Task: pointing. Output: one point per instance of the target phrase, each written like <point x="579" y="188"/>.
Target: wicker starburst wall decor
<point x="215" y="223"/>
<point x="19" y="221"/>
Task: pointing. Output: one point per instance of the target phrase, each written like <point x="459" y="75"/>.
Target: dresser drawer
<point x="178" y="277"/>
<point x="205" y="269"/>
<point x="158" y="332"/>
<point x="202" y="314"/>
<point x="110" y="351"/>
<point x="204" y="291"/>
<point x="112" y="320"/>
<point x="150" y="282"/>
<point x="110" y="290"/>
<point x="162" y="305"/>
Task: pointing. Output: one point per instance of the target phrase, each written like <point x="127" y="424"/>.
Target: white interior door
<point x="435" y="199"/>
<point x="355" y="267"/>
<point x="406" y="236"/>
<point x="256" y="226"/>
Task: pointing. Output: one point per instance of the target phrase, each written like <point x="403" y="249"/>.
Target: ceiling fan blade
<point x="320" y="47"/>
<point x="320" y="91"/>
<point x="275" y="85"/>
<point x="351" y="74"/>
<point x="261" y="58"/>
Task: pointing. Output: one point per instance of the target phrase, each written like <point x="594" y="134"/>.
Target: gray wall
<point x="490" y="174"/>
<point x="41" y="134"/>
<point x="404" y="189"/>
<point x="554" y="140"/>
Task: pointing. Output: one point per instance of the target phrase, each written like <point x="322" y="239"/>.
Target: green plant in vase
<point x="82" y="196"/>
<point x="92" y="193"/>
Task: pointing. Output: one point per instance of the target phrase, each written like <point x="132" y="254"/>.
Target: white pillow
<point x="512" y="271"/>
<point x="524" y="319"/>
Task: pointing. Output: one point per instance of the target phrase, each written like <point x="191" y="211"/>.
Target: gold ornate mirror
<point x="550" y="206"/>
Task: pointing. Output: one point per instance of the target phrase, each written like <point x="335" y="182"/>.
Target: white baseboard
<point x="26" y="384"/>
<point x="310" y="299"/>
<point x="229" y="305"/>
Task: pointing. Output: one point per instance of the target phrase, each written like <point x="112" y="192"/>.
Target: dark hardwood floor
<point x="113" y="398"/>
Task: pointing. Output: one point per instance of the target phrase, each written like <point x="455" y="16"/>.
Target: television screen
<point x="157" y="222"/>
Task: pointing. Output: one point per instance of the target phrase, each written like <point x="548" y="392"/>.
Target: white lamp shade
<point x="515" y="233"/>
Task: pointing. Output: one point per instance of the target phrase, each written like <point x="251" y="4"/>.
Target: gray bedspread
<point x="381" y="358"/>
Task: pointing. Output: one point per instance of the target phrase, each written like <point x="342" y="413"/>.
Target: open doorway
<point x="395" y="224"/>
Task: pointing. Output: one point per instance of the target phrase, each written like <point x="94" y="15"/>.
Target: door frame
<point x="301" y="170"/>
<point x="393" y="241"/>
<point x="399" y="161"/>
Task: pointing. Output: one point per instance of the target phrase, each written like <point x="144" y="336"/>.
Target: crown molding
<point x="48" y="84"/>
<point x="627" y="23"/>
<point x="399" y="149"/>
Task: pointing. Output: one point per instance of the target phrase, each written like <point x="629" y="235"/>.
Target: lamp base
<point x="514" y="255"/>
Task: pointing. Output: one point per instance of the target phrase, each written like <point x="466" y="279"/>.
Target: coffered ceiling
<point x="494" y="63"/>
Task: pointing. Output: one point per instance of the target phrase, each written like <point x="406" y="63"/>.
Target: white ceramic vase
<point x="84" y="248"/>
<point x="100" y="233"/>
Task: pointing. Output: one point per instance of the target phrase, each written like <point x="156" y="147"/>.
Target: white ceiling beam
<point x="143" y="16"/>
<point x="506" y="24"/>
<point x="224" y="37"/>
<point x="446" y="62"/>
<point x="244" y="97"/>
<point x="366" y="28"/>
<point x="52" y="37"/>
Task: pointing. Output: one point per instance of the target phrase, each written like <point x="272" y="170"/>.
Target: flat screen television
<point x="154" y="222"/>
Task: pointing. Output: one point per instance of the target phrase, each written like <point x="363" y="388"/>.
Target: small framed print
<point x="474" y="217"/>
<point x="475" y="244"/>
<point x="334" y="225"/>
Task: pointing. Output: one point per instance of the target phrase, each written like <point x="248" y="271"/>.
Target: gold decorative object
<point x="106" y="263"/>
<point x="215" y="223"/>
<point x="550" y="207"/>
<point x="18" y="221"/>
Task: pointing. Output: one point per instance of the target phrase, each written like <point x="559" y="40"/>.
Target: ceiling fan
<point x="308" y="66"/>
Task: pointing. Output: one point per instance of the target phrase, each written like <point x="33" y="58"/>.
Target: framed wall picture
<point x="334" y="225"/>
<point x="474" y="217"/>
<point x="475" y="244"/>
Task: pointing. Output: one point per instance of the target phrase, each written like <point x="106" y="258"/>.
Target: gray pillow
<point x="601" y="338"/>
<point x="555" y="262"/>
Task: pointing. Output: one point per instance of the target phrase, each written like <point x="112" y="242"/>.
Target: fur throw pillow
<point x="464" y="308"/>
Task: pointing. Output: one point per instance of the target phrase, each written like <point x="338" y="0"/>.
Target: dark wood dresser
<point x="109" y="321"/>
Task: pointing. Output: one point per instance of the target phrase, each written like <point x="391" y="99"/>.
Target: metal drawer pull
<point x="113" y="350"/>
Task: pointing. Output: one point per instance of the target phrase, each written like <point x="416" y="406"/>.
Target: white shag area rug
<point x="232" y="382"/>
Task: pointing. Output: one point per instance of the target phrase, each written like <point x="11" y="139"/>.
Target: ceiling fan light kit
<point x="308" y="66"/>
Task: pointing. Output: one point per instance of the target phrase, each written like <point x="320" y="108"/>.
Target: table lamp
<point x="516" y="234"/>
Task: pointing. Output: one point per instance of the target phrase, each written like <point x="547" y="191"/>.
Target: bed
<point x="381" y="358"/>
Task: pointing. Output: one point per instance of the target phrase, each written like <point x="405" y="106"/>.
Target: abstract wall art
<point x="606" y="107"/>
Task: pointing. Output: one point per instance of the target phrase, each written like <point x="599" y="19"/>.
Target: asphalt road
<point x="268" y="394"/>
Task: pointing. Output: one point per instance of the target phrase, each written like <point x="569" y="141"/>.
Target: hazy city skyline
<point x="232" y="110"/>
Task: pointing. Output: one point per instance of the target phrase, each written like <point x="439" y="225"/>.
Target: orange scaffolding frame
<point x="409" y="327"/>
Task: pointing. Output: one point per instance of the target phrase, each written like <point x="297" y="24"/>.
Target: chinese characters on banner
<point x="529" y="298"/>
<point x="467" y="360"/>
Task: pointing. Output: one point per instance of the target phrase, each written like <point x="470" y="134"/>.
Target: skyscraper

+++++

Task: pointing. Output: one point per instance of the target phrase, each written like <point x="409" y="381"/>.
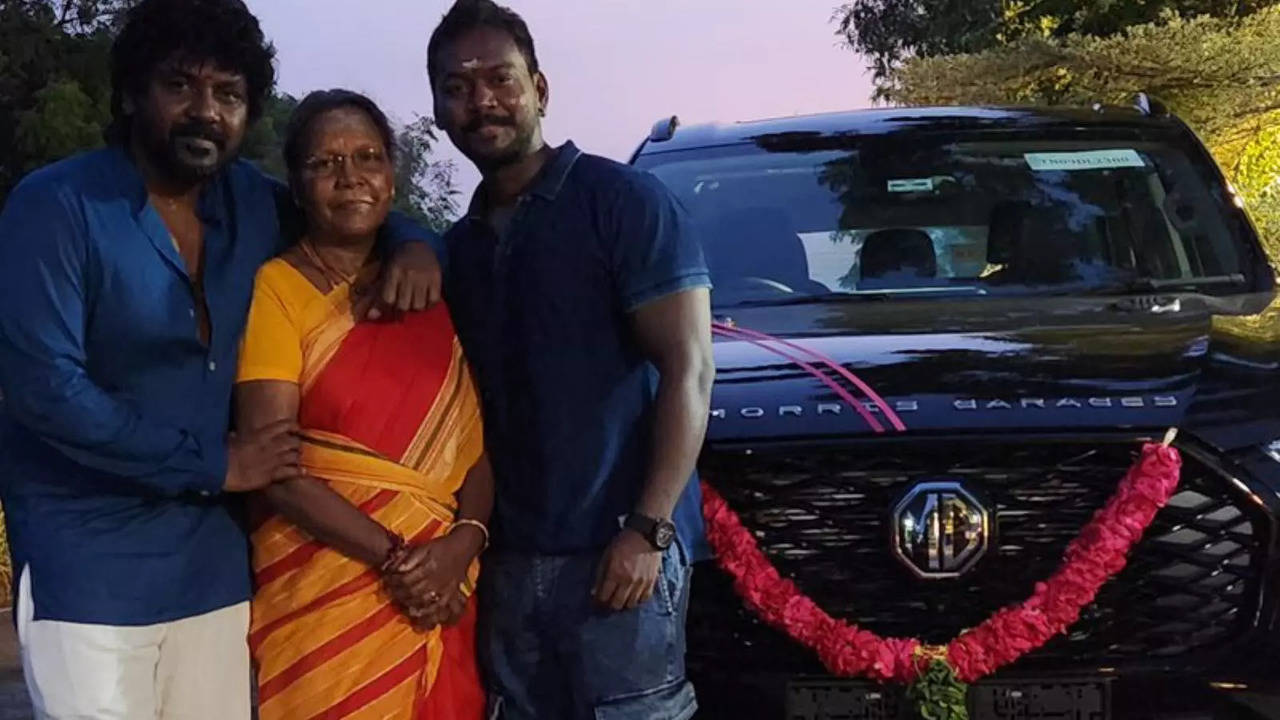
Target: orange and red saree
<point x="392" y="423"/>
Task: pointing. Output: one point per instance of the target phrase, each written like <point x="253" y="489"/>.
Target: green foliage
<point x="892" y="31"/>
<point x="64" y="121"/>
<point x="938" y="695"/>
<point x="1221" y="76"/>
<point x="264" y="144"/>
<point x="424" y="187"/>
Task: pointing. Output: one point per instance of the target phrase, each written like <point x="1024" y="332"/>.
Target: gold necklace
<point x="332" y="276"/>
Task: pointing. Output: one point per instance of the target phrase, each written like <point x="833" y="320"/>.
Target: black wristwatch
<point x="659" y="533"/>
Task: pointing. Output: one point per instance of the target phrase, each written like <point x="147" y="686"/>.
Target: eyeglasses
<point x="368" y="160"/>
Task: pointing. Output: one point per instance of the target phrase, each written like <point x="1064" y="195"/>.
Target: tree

+++++

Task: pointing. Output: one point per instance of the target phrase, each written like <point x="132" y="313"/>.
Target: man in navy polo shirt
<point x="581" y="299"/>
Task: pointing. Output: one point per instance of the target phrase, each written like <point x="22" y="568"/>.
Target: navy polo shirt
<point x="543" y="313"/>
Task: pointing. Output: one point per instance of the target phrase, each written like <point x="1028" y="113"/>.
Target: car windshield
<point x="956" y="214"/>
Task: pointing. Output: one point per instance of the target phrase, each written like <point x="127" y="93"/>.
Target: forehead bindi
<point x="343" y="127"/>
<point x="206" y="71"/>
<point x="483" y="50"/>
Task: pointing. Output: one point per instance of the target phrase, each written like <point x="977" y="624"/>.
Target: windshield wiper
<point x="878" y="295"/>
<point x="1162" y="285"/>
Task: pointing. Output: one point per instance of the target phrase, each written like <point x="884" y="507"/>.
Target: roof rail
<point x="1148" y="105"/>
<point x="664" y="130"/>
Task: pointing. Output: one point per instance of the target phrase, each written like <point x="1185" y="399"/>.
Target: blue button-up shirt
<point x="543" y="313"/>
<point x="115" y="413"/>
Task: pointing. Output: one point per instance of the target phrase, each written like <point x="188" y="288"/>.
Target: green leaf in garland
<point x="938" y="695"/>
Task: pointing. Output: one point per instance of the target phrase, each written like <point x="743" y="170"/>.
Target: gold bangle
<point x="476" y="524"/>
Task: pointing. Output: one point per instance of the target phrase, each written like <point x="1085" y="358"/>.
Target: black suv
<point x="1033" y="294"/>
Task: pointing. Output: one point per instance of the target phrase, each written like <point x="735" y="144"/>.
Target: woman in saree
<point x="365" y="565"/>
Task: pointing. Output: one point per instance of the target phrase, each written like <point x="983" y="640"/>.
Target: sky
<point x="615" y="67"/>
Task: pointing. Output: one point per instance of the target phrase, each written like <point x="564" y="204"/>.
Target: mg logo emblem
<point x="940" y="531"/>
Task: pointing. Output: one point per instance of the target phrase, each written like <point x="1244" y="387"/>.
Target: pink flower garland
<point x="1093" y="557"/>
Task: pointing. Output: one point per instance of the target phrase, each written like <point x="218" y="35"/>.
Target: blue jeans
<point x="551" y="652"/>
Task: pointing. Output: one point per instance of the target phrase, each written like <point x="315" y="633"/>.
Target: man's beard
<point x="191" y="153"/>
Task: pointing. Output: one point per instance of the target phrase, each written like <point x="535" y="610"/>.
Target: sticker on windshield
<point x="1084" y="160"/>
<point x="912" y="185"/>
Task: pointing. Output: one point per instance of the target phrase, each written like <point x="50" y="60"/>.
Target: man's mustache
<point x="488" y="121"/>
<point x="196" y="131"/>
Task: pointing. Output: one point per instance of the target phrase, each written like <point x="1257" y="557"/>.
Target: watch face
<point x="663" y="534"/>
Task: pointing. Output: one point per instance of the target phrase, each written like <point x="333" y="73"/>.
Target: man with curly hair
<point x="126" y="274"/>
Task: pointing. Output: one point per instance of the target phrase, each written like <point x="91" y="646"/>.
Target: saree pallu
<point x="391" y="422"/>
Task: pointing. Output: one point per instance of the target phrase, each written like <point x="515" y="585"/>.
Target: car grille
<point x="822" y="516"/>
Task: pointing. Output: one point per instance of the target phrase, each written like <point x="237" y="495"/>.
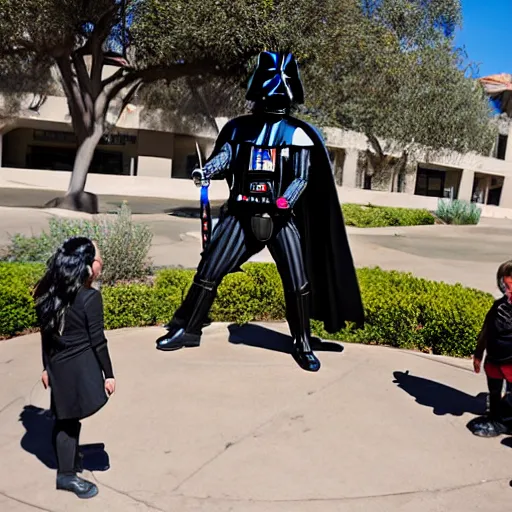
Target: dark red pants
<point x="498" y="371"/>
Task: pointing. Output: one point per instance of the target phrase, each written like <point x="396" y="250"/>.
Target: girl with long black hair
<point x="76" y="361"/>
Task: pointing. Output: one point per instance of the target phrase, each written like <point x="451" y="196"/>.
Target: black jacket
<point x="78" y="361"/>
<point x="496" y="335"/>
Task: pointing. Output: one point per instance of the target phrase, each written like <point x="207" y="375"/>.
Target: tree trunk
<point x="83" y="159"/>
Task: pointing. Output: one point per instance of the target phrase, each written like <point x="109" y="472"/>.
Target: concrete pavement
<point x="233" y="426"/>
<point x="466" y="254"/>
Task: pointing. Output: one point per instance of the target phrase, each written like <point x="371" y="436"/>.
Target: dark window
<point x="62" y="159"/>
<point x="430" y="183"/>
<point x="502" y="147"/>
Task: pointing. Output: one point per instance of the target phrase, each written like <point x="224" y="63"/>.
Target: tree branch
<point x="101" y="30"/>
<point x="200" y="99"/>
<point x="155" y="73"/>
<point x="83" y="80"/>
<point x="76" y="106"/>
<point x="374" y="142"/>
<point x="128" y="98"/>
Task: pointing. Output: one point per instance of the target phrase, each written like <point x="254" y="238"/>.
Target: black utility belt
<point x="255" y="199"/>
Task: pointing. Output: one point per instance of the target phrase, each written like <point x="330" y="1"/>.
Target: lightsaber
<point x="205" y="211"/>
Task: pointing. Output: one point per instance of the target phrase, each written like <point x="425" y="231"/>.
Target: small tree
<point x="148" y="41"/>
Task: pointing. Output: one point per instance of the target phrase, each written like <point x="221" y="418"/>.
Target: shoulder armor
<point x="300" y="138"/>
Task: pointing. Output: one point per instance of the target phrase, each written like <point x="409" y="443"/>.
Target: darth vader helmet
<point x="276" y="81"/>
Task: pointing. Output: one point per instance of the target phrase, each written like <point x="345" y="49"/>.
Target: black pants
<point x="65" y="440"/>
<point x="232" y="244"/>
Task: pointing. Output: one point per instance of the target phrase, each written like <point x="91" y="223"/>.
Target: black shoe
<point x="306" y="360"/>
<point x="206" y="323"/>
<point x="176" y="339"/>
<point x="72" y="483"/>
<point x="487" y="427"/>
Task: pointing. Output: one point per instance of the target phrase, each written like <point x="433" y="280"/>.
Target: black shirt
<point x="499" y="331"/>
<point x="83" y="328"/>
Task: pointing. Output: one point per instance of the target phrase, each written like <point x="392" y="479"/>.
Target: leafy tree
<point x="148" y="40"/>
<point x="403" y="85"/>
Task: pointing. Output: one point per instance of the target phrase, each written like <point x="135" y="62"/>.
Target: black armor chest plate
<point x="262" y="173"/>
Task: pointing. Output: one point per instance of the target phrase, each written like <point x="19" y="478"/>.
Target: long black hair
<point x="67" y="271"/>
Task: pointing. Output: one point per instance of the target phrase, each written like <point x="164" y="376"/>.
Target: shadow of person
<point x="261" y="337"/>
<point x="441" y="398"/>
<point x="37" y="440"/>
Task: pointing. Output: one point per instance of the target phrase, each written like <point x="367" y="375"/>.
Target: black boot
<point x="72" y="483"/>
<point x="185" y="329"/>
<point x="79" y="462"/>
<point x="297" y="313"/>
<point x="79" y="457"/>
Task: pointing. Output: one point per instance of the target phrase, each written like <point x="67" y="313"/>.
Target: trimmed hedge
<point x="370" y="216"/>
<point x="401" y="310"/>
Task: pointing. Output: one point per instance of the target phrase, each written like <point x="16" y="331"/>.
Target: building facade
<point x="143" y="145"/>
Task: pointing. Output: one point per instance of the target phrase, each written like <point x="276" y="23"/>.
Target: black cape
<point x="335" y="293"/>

+++++

- Assigned task
Using the listing above, copy exactly the line that contains "Target: asphalt road", the line that contains "Target: skyscraper", and each line that falls between them.

- Expected answer
Target: asphalt road
<point x="268" y="394"/>
Task: pointing. Output: one point per instance of the target phrase, each written like <point x="569" y="141"/>.
Target: hazy city skyline
<point x="232" y="110"/>
Task: pointing. Output: one point per instance of the target phrase, each written like <point x="439" y="225"/>.
Target: orange scaffolding frame
<point x="409" y="327"/>
Task: pointing. Output: one point per instance of the target phrase, each written like <point x="297" y="24"/>.
Target: chinese characters on banner
<point x="529" y="298"/>
<point x="467" y="360"/>
Task: pointing. Output: one point per instance of the target phrase, each written like <point x="470" y="134"/>.
Target: skyscraper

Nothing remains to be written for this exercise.